# SOURCE DOCUMENT:
*** Begin section ***

Describe-then-Reason: Improving Multimodal Mathematical Reasoning through Visual Comprehension Training
This work addresses a specific bottleneck in multimodal AI for mathematical reasoning, offering an incremental improvement over existing fine-tuning methods.
The paper tackles the problem of poor visual comprehension in open-source multimodal large language models for complex mathematical reasoning by proposing a two-step training pipeline called VCAR, which first trains on visual description generation and then on rationale generation, resulting in substantial performance improvements on benchmarks, especially for visually demanding problems.
Open-source multimodal large language models (MLLMs) excel in various tasks involving textual and visual inputs but still struggle with complex multimodal mathematical reasoning, lagging behind proprietary models like GPT-4V(ision) and Gemini-Pro. Although fine-tuning with intermediate steps (i.e., rationales) elicits some mathematical reasoning skills, the resulting models still fall short in visual comprehension due to inadequate visual-centric supervision, which leads to inaccurate interpretation of math figures. To address this issue, we propose a two-step training pipeline VCAR, which emphasizes the Visual Comprehension training in Addition to mathematical Reasoning learning. It first improves the visual comprehension ability of MLLMs through the visual description generation task, followed by another training step on generating rationales with the assistance of descriptions. Experimental results on two popular benchmarks demonstrate that VCAR substantially outperforms baseline methods solely relying on rationale supervision, especially on problems with high visual demands.

*** End section ***

# MATERIAL SUPPLIED:
*** Begin section ***

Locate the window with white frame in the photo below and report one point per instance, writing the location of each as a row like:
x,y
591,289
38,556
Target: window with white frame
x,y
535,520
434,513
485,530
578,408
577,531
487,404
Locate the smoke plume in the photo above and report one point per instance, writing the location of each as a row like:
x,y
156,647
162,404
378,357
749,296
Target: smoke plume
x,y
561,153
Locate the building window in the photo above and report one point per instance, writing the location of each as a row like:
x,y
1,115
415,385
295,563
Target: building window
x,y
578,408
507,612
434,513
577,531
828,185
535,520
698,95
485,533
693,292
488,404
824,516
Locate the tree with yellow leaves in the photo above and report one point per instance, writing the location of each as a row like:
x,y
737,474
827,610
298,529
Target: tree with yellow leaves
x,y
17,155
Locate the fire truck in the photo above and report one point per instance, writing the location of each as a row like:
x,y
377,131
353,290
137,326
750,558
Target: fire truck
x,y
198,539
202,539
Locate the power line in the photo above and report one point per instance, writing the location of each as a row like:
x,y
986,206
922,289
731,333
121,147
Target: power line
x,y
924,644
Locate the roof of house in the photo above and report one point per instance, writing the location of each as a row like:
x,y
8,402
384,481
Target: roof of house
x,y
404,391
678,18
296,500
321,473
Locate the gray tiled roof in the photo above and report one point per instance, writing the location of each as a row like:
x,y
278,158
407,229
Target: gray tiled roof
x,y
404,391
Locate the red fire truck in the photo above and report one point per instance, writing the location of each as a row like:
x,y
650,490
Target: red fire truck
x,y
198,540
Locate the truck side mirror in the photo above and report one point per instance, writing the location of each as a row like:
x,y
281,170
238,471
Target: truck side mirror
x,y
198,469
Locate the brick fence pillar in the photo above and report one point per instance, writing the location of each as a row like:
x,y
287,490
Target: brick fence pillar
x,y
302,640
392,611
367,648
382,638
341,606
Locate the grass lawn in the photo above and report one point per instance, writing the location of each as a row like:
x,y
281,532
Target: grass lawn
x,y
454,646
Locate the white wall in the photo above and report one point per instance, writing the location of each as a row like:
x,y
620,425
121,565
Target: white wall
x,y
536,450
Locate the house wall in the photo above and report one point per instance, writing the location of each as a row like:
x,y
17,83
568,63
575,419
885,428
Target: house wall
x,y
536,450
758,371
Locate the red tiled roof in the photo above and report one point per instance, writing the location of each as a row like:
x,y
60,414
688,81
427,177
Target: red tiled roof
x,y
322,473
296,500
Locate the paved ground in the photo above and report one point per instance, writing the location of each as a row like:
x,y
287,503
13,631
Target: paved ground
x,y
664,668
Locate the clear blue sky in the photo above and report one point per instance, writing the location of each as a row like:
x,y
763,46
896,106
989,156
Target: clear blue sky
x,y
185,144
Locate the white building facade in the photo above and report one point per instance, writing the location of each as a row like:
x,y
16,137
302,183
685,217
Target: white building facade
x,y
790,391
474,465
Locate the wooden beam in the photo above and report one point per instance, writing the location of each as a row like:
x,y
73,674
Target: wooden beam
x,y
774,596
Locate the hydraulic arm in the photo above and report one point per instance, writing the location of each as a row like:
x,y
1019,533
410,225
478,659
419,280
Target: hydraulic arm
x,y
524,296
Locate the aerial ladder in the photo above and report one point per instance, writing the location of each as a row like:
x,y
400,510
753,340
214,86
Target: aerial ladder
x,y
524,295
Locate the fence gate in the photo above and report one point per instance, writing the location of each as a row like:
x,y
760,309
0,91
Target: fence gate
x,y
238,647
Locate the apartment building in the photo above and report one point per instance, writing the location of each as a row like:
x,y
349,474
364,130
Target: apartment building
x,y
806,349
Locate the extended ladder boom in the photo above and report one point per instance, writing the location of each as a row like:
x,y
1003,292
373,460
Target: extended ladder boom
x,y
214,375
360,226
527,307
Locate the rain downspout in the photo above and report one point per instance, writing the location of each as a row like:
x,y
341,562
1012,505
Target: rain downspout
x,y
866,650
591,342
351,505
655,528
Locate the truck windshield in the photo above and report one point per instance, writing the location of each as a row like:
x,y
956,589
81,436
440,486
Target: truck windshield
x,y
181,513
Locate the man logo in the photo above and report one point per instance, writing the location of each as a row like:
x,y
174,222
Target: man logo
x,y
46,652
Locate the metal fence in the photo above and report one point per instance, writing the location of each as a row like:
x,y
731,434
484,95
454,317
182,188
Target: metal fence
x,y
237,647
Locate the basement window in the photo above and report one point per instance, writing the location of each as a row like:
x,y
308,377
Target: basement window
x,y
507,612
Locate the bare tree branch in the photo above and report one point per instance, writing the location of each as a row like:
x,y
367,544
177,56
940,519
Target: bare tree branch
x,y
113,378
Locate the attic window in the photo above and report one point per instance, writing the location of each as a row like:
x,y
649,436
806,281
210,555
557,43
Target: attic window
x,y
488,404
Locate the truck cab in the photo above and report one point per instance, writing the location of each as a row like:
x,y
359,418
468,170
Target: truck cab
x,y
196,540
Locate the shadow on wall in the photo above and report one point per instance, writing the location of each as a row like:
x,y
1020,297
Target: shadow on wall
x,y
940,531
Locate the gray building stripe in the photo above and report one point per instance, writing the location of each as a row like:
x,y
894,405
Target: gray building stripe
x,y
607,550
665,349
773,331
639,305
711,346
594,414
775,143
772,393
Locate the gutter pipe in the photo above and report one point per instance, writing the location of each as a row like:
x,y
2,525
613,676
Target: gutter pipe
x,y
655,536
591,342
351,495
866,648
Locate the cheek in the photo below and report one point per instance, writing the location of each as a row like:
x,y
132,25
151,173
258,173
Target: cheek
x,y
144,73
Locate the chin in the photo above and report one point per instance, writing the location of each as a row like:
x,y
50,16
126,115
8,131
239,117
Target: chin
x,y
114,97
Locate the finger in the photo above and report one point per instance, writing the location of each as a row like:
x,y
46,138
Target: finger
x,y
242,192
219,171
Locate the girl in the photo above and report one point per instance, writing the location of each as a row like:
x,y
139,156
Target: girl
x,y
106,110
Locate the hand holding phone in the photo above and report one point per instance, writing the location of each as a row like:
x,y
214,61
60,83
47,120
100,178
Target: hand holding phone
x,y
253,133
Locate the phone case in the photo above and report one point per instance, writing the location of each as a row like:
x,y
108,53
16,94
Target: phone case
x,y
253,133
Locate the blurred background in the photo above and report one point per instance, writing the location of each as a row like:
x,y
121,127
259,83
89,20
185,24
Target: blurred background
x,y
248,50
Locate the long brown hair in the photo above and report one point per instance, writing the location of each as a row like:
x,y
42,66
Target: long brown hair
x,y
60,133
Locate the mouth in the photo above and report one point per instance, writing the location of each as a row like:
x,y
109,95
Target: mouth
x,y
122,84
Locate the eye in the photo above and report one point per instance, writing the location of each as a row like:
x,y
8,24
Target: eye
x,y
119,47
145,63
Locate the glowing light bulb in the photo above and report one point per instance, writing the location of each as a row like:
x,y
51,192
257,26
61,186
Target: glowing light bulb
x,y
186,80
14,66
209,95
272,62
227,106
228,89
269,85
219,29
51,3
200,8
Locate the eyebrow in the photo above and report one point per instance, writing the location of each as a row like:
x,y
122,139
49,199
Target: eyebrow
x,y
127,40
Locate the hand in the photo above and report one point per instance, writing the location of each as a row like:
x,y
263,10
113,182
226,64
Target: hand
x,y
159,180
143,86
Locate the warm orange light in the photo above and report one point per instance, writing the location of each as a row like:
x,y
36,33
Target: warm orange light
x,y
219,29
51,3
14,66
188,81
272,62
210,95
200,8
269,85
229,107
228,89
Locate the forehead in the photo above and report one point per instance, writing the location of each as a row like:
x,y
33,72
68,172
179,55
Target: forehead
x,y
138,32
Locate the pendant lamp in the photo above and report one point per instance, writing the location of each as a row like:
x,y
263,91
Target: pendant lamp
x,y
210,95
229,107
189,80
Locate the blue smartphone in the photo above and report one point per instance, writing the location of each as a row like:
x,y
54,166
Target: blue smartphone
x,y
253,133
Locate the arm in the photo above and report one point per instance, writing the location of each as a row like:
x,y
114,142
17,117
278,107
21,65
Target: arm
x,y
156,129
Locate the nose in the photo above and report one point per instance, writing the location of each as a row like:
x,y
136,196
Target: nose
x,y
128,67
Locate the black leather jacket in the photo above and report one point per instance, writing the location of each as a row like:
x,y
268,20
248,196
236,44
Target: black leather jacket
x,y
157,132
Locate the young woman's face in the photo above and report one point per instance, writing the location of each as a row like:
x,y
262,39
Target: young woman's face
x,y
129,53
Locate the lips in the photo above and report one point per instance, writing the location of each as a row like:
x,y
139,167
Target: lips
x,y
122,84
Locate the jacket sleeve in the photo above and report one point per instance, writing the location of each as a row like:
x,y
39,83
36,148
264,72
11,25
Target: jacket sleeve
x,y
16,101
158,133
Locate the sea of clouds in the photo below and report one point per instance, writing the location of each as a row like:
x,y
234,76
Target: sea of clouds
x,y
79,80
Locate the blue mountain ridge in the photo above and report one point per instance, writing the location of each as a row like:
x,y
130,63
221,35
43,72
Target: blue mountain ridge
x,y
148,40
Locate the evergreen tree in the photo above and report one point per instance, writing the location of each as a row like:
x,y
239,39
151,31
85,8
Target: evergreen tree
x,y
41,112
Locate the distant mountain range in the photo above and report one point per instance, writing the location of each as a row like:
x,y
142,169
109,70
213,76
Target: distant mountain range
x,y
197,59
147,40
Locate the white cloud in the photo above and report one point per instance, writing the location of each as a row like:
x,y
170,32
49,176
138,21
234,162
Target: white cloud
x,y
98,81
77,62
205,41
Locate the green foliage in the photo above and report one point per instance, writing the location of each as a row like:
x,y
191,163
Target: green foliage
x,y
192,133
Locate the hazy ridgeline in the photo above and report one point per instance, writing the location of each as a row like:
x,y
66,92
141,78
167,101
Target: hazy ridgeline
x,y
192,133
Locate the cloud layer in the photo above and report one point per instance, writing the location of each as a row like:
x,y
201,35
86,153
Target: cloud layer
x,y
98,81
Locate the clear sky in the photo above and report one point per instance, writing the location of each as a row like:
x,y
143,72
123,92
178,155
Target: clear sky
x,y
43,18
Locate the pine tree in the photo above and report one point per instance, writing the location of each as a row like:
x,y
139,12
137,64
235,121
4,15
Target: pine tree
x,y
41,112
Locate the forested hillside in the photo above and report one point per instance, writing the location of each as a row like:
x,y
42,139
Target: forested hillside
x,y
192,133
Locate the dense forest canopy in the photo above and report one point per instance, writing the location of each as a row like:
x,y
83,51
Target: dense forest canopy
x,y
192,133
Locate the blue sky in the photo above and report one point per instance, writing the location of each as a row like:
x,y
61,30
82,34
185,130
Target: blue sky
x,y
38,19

*** End section ***

# WHAT IS EXPECTED:
Using the VCAR text, explain in one to three sentences why models fine-tuned with rationales still fall short in visual comprehension.

# SOLUTION TO THIS TASK:
Fine-tuning with rationales gives the models inadequate visual-centric supervision. As a result, they interpret math figures inaccurately.